Prompt 1
Using the Pressure Compensator Valve (IL) page, decide whether each statement agrees with it: (a) the pressure regulation range starts at the set pressure; (b) the block offers three modes of regulation; (c) in the flow equation, the valve area stands for the fixed, fully open area. For each one, answer yes or no and quote the words of the page that settle it.
Prompt 2
Copy the Pressure Compensator Valve (IL) page from "The mass flow" up to and including "average fluid density.", replacing "average fluid density" with "mean fluid density".

Excerpted passage
# Pressure Compensator Valve (IL)

Pressure-maintaining valve for external component in an isothermal system

**Library:**Simscape / Fluids / Isothermal Liquid / Valves & Orifices / Pressure Control Valves

## Description

The Pressure Compensator Valve (IL) block represents an isothermal liquid pressure compensator, such as a pressure relief valve or pressure-reducing valve. Use this valve when you would like to maintain the pressure at the valve based on signals from another part of the system.

When the pressure differential between ports **X** and**
Y** (the control pressure) meets or exceeds the set pressure, the valve
area opens (for normally closed valves) or closes (for normally open valves) in order to
maintain the pressure in the valve. The pressure regulation range begins at the set
pressure. *P*_{set} is constant in the case of a
`Constant`

valve, or varying in the case of a
`Controlled`

valve. A physical sign at port
**Ps** provides a varying set pressure.

### Pressure Control

Pressure regulation occurs when the sensed pressure,
*P*_{x} –
*P*_{Y}, or
*P*_{control}, exceeds a specified
pressure, *P*_{set}. The
Pressure Compensator Valve (IL) block supports
two modes of regulation:

When

**Set pressure control**is set to`Controlled`

, connect a pressure signal to port**Ps**and set the constant**Pressure regulation range**. pressure regulation is triggered when*P*_{control}is greater than*P*_{set}, the**Set pressure differential**, and below*P*_{max}, the sum of the set pressure and the user-defined**Pressure regulation range**.When

**Set pressure control**is set to`Constant`

, the valve opening is continuously regulated between*P*_{set}and*P*_{max}by either a linear or tabular parametrization. When**Opening parametrization**is set to`Tabular data`

,*P*_{set}and*P*_{max}are the first and last parameters of the**Pressure differential vector**, respectively.

### Mass Flow Rate Equation

Momentum is conserved through the valve:

$${\dot{m}}_{A}+{\dot{m}}_{B}=0.$$

The mass flow rate through the valve is calculated as:

$$\dot{m}=\frac{{C}_{d}{A}_{valve}\sqrt{2\overline{\rho}}}{\sqrt{P{R}_{loss}\left(1-{\left(\frac{{A}_{valve}}{{A}_{port}}\right)}^{2}\right)}}\frac{\Delta p}{{\left[\Delta {p}^{2}+\Delta {p}_{crit}^{2}\right]}^{1/4}},$$

where:

*C*_{d}is the**Discharge coefficient**.*A*_{valve}is the instantaneous valve open area.*A*_{port}is the**Cross-sectional area at ports A and B**.$$\overline{\rho}$$ is the average fluid density.

*Δp*is the valve pressure difference*p*_{A}–*p*_{B}.

Supplied material
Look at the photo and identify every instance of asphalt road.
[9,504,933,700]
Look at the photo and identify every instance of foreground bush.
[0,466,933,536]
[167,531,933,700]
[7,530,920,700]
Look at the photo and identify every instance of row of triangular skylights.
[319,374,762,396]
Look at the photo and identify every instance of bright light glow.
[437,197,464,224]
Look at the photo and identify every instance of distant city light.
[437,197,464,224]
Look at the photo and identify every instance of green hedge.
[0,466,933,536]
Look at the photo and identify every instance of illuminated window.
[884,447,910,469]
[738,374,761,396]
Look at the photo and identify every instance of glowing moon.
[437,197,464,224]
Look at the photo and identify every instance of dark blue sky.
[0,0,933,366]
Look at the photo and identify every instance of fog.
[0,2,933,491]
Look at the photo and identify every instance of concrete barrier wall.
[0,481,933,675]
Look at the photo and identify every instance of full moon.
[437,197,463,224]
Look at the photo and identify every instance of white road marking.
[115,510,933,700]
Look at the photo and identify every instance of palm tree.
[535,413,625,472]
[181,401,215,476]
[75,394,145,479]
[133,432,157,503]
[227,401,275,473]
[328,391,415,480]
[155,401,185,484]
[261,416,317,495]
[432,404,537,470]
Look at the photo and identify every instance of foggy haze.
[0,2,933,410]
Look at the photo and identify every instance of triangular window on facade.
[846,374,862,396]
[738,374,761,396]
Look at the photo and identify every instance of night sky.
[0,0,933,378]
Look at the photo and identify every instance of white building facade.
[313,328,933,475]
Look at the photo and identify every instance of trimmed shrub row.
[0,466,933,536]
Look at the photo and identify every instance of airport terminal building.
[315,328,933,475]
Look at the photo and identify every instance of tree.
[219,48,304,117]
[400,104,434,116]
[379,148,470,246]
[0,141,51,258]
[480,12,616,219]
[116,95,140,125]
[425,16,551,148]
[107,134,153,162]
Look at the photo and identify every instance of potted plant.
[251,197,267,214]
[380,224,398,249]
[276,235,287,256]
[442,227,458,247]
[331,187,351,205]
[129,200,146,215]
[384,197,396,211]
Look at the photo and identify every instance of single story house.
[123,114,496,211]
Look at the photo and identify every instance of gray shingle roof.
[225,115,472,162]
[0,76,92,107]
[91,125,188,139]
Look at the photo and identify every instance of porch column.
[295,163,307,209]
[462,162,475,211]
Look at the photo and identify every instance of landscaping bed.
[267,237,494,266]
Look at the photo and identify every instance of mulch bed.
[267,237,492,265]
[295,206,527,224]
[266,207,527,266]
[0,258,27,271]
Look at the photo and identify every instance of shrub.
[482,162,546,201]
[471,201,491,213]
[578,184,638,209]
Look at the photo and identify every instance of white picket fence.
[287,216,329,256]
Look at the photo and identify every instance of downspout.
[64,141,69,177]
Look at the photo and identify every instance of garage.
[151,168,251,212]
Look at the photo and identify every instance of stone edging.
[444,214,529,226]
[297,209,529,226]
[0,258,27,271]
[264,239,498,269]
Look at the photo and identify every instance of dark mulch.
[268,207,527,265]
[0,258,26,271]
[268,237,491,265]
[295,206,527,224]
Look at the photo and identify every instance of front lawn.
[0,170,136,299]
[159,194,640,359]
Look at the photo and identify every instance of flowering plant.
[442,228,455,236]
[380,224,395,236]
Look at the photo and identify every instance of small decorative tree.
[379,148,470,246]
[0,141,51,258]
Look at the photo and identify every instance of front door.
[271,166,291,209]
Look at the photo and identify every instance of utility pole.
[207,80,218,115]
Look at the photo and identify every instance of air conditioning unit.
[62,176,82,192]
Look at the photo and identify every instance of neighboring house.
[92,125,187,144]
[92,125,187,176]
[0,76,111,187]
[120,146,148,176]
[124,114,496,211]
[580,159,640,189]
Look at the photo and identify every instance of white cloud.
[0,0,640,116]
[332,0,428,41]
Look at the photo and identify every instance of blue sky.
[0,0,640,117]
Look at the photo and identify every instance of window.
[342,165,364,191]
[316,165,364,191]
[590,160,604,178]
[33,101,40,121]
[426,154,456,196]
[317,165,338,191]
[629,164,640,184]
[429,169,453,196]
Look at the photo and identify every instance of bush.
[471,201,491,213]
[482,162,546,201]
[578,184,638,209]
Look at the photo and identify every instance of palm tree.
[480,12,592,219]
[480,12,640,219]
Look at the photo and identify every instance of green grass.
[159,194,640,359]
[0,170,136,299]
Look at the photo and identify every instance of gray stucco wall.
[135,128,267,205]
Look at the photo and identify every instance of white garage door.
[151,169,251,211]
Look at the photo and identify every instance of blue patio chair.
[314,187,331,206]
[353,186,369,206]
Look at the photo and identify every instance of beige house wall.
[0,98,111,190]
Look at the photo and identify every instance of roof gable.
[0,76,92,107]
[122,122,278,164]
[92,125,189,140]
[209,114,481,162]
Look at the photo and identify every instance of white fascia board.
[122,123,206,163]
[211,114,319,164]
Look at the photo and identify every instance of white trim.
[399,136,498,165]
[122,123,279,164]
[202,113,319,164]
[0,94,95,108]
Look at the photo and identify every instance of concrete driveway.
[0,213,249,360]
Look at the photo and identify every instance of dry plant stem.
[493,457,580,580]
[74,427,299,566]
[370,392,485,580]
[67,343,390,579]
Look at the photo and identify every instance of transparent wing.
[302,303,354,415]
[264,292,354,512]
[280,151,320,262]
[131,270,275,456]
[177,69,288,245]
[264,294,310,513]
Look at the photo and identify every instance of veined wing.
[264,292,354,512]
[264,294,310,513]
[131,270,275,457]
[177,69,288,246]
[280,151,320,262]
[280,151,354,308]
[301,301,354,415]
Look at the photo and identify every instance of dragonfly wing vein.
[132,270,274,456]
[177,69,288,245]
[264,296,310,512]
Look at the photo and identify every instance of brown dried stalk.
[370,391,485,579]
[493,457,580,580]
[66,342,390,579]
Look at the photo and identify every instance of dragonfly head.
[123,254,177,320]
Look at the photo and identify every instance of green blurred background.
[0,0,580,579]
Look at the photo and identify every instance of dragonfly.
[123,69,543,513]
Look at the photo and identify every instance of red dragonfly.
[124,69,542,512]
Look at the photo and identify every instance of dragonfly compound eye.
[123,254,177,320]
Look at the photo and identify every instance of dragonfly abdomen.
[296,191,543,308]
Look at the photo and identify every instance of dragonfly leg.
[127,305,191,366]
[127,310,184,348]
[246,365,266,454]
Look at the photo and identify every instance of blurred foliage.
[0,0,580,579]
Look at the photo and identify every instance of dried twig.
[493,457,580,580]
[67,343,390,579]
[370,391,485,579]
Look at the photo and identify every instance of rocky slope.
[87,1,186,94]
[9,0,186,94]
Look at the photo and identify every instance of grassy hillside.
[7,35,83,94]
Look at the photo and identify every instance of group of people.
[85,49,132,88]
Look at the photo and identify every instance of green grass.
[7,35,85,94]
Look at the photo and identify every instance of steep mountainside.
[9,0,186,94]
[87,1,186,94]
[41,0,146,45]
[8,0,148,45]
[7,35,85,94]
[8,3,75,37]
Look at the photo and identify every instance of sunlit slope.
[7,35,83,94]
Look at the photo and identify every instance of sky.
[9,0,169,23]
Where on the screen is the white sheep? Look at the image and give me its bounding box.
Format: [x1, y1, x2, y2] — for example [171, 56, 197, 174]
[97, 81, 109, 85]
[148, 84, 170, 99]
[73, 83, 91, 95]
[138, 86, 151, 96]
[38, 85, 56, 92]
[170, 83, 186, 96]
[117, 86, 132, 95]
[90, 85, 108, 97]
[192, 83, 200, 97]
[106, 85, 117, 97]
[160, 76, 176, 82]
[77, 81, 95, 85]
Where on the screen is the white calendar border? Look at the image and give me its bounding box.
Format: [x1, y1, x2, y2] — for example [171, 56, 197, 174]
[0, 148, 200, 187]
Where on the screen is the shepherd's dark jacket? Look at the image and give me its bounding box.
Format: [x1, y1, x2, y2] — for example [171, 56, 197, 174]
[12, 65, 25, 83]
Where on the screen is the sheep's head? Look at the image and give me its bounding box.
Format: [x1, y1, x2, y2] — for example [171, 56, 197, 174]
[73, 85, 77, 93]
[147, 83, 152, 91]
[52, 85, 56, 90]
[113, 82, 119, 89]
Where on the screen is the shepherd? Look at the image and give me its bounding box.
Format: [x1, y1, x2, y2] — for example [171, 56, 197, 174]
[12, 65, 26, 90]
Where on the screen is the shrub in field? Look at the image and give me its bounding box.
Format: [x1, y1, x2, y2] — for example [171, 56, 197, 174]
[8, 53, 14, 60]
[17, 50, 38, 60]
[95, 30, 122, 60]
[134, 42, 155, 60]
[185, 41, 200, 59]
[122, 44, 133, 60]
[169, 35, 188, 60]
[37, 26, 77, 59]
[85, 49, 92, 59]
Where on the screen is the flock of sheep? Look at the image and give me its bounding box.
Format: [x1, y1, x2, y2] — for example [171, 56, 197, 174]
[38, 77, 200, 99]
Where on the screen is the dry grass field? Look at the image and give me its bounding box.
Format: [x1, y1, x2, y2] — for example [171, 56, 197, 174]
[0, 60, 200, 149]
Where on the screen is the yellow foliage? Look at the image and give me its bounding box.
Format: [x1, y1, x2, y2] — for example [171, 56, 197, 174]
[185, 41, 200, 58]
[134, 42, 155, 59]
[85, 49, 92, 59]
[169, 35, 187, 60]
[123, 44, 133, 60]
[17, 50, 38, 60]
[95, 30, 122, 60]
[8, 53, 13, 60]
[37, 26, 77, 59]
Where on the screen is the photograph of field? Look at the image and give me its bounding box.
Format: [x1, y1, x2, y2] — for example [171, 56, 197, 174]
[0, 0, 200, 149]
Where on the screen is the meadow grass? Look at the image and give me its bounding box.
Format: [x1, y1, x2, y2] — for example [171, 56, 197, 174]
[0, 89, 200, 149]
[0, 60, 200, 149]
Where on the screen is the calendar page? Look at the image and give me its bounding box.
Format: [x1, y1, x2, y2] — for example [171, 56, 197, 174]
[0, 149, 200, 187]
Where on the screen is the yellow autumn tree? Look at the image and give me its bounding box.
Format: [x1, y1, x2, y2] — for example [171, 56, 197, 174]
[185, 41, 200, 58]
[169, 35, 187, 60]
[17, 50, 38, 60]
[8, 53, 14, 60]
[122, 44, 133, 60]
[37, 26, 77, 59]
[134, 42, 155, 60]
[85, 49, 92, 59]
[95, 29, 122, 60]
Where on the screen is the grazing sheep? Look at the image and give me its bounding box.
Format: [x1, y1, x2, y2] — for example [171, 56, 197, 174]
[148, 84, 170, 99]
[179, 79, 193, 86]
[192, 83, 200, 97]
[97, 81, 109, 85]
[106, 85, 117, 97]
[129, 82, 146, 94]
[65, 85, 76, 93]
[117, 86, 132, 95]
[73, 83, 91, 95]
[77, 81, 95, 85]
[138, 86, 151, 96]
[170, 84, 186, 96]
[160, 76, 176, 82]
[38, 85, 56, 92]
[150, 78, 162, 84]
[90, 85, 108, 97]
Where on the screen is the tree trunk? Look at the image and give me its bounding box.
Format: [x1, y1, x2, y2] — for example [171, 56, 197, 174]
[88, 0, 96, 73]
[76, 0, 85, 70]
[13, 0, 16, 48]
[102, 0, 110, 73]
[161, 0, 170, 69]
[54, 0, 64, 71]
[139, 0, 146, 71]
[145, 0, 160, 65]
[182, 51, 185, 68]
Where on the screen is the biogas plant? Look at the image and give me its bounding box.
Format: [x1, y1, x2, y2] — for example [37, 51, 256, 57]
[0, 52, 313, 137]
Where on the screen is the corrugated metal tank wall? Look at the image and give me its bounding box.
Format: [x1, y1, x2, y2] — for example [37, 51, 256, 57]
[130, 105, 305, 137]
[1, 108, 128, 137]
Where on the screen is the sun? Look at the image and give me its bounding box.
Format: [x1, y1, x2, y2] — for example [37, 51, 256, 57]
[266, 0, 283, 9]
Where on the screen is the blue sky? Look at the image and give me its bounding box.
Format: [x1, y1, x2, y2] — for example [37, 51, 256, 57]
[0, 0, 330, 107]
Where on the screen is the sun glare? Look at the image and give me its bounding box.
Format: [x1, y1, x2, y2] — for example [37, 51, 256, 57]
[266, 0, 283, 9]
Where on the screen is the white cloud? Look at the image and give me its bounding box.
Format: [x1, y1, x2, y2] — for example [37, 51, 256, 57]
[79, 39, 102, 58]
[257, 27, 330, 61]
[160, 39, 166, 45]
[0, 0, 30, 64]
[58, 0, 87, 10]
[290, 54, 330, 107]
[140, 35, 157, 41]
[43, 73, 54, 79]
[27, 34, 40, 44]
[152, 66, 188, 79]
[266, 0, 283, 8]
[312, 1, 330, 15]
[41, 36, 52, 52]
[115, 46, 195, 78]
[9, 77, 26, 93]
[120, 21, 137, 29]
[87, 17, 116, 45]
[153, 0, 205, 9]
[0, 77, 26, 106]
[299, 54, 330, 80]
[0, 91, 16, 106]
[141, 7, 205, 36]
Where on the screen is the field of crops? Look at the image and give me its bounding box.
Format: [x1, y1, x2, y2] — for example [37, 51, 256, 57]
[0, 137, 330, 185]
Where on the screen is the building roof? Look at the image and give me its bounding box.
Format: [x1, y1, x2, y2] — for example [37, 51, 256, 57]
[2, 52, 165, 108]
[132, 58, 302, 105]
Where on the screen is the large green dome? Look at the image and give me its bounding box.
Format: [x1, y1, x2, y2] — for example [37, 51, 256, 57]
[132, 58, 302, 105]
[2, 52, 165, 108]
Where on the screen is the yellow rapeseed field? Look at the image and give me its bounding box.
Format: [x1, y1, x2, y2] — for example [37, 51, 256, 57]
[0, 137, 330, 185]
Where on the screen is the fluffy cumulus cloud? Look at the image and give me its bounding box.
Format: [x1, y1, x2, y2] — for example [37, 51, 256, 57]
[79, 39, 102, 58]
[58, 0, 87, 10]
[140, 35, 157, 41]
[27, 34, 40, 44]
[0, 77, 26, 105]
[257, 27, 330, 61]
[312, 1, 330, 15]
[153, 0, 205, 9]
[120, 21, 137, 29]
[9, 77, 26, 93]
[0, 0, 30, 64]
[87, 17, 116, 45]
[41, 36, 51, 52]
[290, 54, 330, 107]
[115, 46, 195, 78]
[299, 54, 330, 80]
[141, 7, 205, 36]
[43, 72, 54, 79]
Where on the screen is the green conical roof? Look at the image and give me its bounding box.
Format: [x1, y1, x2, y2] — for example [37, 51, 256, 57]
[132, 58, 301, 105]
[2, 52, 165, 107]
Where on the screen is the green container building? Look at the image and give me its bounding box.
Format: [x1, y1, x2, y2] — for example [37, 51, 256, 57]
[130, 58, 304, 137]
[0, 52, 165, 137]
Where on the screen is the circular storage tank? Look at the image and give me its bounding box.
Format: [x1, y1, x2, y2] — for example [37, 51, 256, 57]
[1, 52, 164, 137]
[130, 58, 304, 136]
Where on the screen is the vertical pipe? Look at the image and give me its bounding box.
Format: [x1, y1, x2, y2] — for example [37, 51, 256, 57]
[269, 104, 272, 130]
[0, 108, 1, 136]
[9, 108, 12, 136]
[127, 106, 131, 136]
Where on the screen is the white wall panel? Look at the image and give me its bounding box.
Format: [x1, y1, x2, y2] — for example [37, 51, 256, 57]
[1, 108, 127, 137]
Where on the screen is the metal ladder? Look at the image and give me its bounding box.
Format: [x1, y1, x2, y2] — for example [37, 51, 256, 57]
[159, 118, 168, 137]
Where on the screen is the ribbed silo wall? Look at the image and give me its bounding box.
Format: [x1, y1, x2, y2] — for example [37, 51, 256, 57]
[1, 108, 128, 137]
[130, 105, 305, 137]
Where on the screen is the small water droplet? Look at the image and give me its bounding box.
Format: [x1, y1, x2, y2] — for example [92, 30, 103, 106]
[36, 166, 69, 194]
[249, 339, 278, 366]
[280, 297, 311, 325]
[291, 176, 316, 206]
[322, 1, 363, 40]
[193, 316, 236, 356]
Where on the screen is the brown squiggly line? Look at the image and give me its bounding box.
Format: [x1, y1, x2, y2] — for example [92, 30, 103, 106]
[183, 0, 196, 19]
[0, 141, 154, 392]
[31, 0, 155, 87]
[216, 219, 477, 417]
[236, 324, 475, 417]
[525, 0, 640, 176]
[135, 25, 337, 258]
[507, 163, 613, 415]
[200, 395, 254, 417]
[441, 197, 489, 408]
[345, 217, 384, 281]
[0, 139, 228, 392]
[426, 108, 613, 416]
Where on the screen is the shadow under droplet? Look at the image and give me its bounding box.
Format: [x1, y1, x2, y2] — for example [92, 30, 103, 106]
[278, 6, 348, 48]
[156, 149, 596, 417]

Right answer 1
(a) Yes: "The pressure regulation range begins at the set pressure."
(b) No: "supports two modes of regulation"
(c) No: "the instantaneous valve open area"

Right answer 2
The mass flow rate through the valve is calculated as:

$$\dot{m}=\frac{{C}_{d}{A}_{valve}\sqrt{2\overline{\rho}}}{\sqrt{P{R}_{loss}\left(1-{\left(\frac{{A}_{valve}}{{A}_{port}}\right)}^{2}\right)}}\frac{\Delta p}{{\left[\Delta {p}^{2}+\Delta {p}_{crit}^{2}\right]}^{1/4}},$$

where:

*C*_{d}is the**Discharge coefficient**.*A*_{valve}is the instantaneous valve open area.*A*_{port}is the**Cross-sectional area at ports A and B**.$$\overline{\rho}$$ is the mean fluid density.